*PAGE:*
------------------------

Au sein d’Espers et Heron Oblivion, en compagnie de la harpiste Mary Lattimore, derrière les fûts avec le groupe de Philadelphie Watery Love ou sous son nom, l’Américaine Meg Baird navigue depuis une vingtaine d’années entre folk diaphane d’inspiration anglaise, psychédélisme électrifié et tortueux et même punk lo-fi particulièrement énervé. Sur “Furling”, son très beau quatrième album, c’est sa veine la plus paisible et mélodieuse que l’on retrouve, tout en arpèges de guitare sèche et voix tremblée, parfois teintée d’un peu de soul, reposant ailleurs sur quelques notes de piano (la clôture évanescente “Wreathing Days”). Le disque d’une musicienne parvenue sans fracas au sommet de son art.
Nous avons demandé à Meg sélectionner pour nous une quinzaine de morceaux, reflétant tout l’éventail de ses goûts et intérêts. Nous avons choisi de publier à la fois ses brefs commentaires dans leur langue d’origine et une proposition de traduction qui confine parfois à l’interprétation (un grand merci à Rémi Boiteux pour son aide précieuse).
« Of course these are not my “favorite songs.” That list would be too long, ever-changing,
unknowable–and excruciating to write even if staying away from the last three decades or so. But here are some freeform selections that come to mind both often and at the time and mood of writing this. I can already tell that it’s woefully random and incomplete. »
« Bien sûr, ce ne sont pas mes “chansons préférées”. Cette liste serait trop longue, en constante évolution, impossible à élaborer – et elle obligerait à faire des choix déchirants même en restant à l’écart des trois dernières décennies environ. Mais voici quelques morceaux de genre variés qui me viennent à l’esprit, à la fois régulièrement et au moment d’écrire ceci, dans mon état d’esprit présent. Je peux déjà dire que c’est terriblement aléatoire et incomplet. »
Jón Leifs – Hughreysting (Consolation), Intermezzo for string orchestra, Op. 66
I first heard this on Marvin Rosen’s show on WPRB while driving to work and had to pull the car over, and just listen and feel along with the strings’ body breathing.
Je l’ai entendu pour la première fois dans l’émission de Marvin Rosen sur WPRB, en allant au travail. J’ai dû me garer sur le bas-côté, juste pour écouter respirer les cordes et ressentir ce souffle vital.
Gal Costa – Baby
The composition, the arrangement, the lyrics, that voice! Makes you want to learn every single language, dismantle the aspirational modern new world while having everything you’ve ever most wanted.

------------------------

*LIGNES EXTRAITES:*
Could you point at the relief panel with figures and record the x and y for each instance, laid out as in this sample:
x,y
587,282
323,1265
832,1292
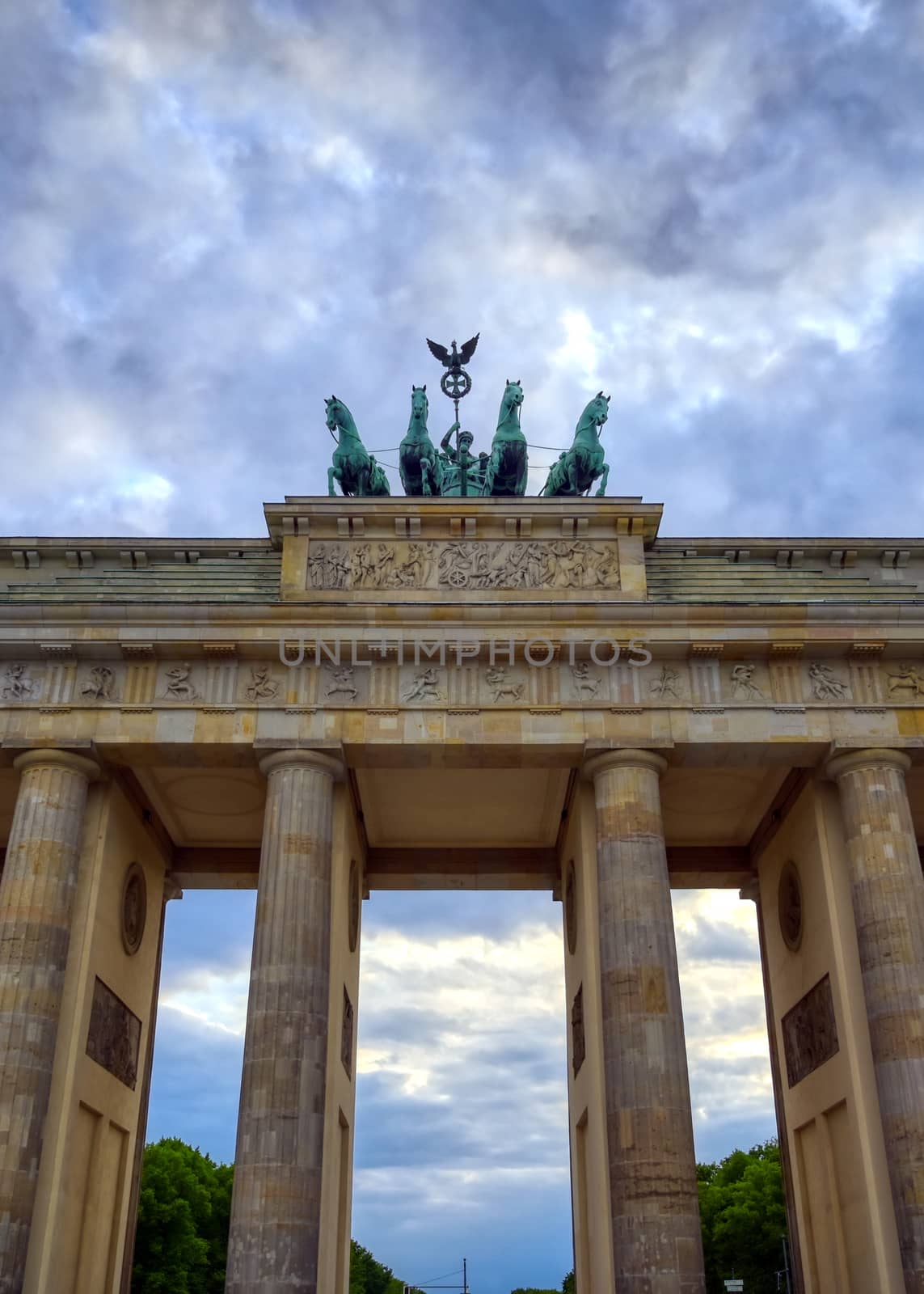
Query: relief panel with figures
x,y
463,565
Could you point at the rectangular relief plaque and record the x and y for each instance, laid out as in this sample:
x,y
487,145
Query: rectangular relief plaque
x,y
577,1041
810,1033
347,1035
114,1035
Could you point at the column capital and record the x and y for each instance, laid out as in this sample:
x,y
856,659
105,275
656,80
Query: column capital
x,y
605,761
299,759
57,759
876,757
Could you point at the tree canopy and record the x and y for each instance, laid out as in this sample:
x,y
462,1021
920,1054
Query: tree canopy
x,y
743,1216
184,1213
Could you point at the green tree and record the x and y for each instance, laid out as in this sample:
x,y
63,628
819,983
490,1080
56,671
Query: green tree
x,y
184,1212
369,1276
743,1216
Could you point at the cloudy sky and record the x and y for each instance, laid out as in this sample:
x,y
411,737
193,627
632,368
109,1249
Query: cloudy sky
x,y
215,213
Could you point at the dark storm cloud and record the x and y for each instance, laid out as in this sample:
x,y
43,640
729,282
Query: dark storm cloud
x,y
716,941
217,214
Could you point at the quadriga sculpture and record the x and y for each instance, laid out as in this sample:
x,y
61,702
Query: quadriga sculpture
x,y
585,463
417,457
508,465
353,467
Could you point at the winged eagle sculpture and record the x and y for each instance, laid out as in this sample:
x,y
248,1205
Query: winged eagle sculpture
x,y
454,359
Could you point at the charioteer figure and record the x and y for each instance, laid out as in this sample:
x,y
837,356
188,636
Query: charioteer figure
x,y
456,463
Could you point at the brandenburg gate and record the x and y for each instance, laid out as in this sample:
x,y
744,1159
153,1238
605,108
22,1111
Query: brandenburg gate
x,y
314,713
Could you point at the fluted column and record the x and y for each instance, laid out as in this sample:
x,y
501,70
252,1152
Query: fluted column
x,y
652,1166
36,894
276,1205
888,903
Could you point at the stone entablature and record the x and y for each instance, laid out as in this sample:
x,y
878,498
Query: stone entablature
x,y
463,550
441,670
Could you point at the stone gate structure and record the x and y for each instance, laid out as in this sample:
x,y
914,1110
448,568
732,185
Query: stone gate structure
x,y
316,713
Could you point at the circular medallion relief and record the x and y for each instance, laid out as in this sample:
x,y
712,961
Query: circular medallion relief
x,y
571,909
133,909
353,905
791,906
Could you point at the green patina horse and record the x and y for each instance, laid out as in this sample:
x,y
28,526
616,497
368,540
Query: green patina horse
x,y
508,465
353,466
577,470
417,459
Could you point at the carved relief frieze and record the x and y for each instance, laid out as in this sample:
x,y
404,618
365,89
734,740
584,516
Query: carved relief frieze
x,y
431,673
463,565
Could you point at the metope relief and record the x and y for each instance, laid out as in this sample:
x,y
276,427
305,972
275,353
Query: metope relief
x,y
424,685
99,685
19,686
667,685
344,685
585,683
906,683
504,685
179,685
262,686
745,686
463,565
826,686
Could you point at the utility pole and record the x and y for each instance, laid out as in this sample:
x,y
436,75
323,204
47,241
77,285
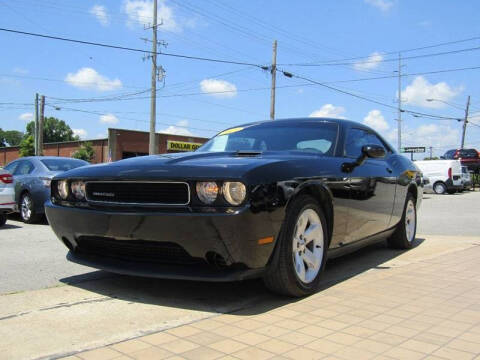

------------------------

*CONSIGNES DE L'EXERCICE:*
(1) Dans la page sur Meg Baird, quel est le titre de son quatrième album ?
(2) Rédigez la suite de la page sur Meg Baird à partir de sa dernière phrase.
Les lignes n'ont aucun rôle à jouer ici.

*CORRIGÉ DE L'EXERCICE:*
(1) Son quatrième album s'intitule “Furling”.

(2)
La composition, les arrangements, les paroles… et cette voix ! Ça donne envie d’apprendre toutes les langues du monde. Et de déconstruire toutes les ambitions contemporaines, puisqu’on aura déjà gagné tout ce dont on avait besoin.
Les Rallizes Dénudés – Enter the Mirror (’77 Live)
To be in receiving distance of this song’s intoxicating, sprawling invocation.
Se mettre à la juste distance, et se laisser envahir par l’invocation enivrante que nous offre cette chanson.
The Delphonics – Hey! Love
To be driving slowly around Logan Fountain in spring while all the cherry blossoms are in bloom.
Comme conduire lentement autour de la fontaine de Logan [qui se trouve sur une place de Philadelphie, ville où Meg a vécu, NDLR] au printemps, alors que tous les cerisiers sont en fleur.
The Cure – The Caterpillar
Such sweetness. Nectar in song! It’s nearly Elizabethan.
Une telle douceur. Un nectar de chanson ! C’en est presque élisabéthain.
18th Dye – Poolhouse Blue
These were common modes to work in at the time this was made, but this recording always stuck in my mind as being so sincere in its slug crawl against ennui. Many moons ago, I learned to play a drum kit in a creepy basement just so I could play along with this track.
C’était une approche musicale assez courante à l’époque, mais cet enregistrement m’a toujours frappé par sa façon d’affronter l’ennui [en français dans le texte ; le mot est parfois employé en anglais avec une nuance esthétique, à l’instar de “noir” par exemple, NDLR] à la vitesse d’un limace. C’est pour être capable d’accompagner ce morceau que j’ai appris la batterie, dans un sous-sol sinistre, il y a de cela une éternité.
[18th Dye était un groupe germano-danois des années 90 basé à Berlin, qui a notamment tourné avec Yo La Tengo en Europe. L’album dont est extrait ce morceau avait été enregistré par Steve Albini dans les fameux studios Black Box, en Anjou, NDLR]
Trees – Sally Free and Easy
Magic Hour – Sally Free and Easy
Such wild, free places.
Des territoires si sauvages, et tellement libres.
[Magic Hour, qui reprend ici une composition du groupe folk anglais du début des seventies Trees, était un quartette actif de 1993 à 1996, dont la section rythmique était formée par Damon & Naomi, ex-Galaxie 500, NDLR]
Jerry Garcia – Love Scene (extrait de la bande originale de “Zabriskie Point”)
To have a glimpse into the dream where Charlie and I never had to leave San Francisco – light napping in the grasses on a high sunny slope, watching the fog curl in from a distance.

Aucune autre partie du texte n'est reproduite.